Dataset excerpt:

☆ ☆ ☆ ☆ ☆

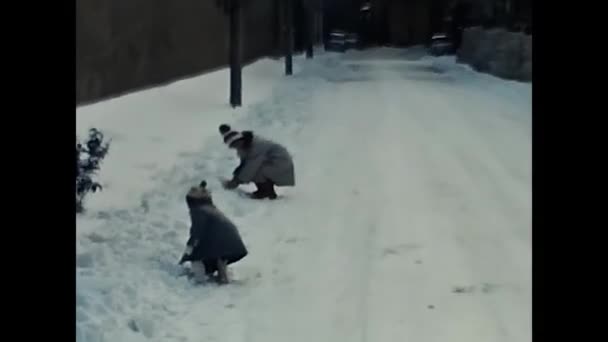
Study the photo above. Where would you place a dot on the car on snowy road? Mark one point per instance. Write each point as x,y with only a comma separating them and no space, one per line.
441,44
336,41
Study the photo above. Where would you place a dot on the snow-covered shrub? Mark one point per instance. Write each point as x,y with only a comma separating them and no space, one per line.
88,158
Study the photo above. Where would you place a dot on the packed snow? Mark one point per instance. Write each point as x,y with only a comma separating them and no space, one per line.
410,221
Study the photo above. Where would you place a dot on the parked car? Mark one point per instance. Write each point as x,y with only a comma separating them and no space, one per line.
336,41
441,44
352,41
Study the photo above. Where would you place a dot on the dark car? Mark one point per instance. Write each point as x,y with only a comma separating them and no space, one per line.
336,41
441,44
352,41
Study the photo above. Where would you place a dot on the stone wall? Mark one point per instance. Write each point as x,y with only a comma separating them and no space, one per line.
123,45
498,52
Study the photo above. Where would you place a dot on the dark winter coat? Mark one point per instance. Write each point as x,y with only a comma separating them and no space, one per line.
264,161
213,236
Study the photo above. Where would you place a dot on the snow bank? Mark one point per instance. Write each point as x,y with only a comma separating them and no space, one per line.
143,127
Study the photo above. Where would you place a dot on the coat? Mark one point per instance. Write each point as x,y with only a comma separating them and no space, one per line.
213,236
266,160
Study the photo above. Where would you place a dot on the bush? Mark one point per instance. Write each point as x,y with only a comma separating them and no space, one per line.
88,158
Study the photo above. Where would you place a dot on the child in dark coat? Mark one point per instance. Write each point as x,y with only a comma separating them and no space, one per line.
214,241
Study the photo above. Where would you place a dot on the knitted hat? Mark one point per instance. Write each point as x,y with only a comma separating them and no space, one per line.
198,195
229,135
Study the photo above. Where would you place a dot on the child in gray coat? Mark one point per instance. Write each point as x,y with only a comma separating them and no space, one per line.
263,162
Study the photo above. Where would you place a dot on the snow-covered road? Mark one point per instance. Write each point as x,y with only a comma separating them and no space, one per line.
411,219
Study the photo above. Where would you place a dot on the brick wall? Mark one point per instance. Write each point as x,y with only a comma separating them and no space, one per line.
498,52
125,45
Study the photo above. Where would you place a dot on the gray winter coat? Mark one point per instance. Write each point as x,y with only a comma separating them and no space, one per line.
214,236
264,161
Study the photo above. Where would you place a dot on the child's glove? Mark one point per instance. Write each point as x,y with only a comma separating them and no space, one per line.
230,184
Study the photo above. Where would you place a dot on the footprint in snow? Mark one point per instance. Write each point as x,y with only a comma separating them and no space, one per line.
484,288
398,249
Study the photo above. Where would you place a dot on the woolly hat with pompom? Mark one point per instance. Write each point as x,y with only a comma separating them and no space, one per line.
199,195
229,135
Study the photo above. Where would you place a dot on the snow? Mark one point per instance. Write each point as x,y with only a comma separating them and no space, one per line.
410,221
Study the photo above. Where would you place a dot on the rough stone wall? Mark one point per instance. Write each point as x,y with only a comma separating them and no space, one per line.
498,52
125,45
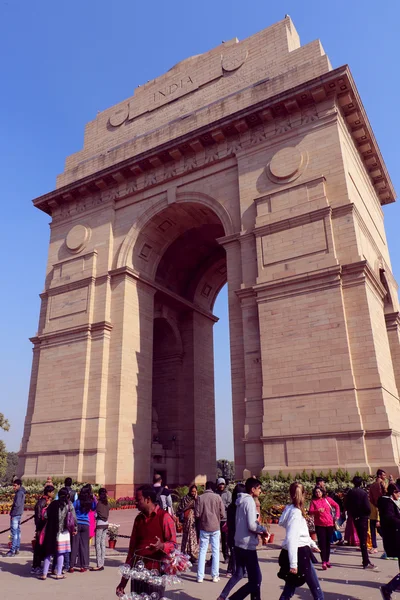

☆ ☆ ☆ ☆ ☆

What is needed: Reproduce the entire listing above word for word, leaving out the pictures.

Solved exercise:
Study the photo above. Where would you place a dot on the car on snowy road? Mark one point per instance. Write each point as x,y with only a comma separating them and no space, one per line.
441,44
336,41
Study the photo above. Where would you place a dot on the snow-covered shrub? Mark one point per instance. Write each point as x,y with only a comma separating them and no space, one per line.
88,158
Study the photo above. Where would you place a dot on the packed snow? Mark one point per instance. Write each point as x,y with only a comma separating them and no space, one per line.
410,221
Study the photo above. Where would you place a dot on the parked car? Mark one point per instance. Write each point as x,y with only a comma separating them and no space, one per line.
336,41
441,44
352,41
Study the photo above. Where would you place a dot on the dark car? Mark one point per instance. Write each point as x,y with only a comma separating them and no space, one per line.
336,41
441,44
352,41
Study the photo above. Where would you place a dot on the stone wall? Mark one point per instance. Write each point as x,y with only a comma separating them and no space, one per line.
123,45
498,52
Study the photo above. Where would you place a dot on the dark winter coat? Mark one point per instance. Write each point as x,y with only a comma separating them and no space, one per line.
264,161
213,236
Study the photo above. Where would you place a dot on the snow bank? Mark one point per instance. Write each point as x,y with only a comma separating them and no space, one per line.
143,127
Study the photo above. Where would you place a dot on the coat? Mark one point per instance. Write each point as x,y with only a comma separating them and no space, one per line.
213,236
266,160
Study the photo above. Where would you place a dot on the bush? Mark one point per instance. Write each point as x,y with only a comma separating them and no space, one per line.
88,158
Study the photo above. Where would you place a dot on the child in dark coat? Mark one point per instance. Write each point as x,y with only a comma separating them and no space, one per line.
214,241
Study the photo above. Where would you place a dot on the knitted hat? Mark one point per instance. Write each point as x,y with only a comma separating them and no space, one per line.
198,195
229,135
Study the photo above. Where would you place a dot on the child in gray coat? Mark one point per instance. Write each point as x,y with only a comma separating them and no space, one per line.
263,162
Study the photo above. Where would you place a dot on the snow-covered road? Mark one point per instance. Write each point as x,y with only a comma separating them and no space, one per line.
411,219
Study the photo above. Where would you place a dot on the brick wall? Mark one point per instance. Write each point as x,y with only a comma separating them and no space, one per line.
498,52
125,45
Study the photo above. Where would you place a dot on the gray winter coat? Mark one point per instance. Write each point as x,y with only a comma separating them and no space, one per line.
214,236
264,161
Study the photo above. Where would you place a dot on the child's glove? Mark one point per instance. Write each point as x,y with only a comma separating them and no space, one per line.
230,184
Study the photo above. Where would you place a dot on the footprint in snow? Mark one point per instance. Write each point as x,y with only a comma separating them and no space, one per line.
484,288
398,249
Study the photo above. Where would you place a dot on the woolly hat with pompom? Mark one point per instance. Write each point as x,y with only a comma separating them and no space, one per line.
199,195
229,135
Study the photo above. Where would you place a dot on the snow? Mark one point per instance. Write each point as x,y with only a comma separating them and no space, one per line.
410,221
Study the photo above. Where would you place a dot on the rough stone wall? Mark one point per instance. Write each point as x,y with only a comma separating them and no space, one per line.
498,52
125,45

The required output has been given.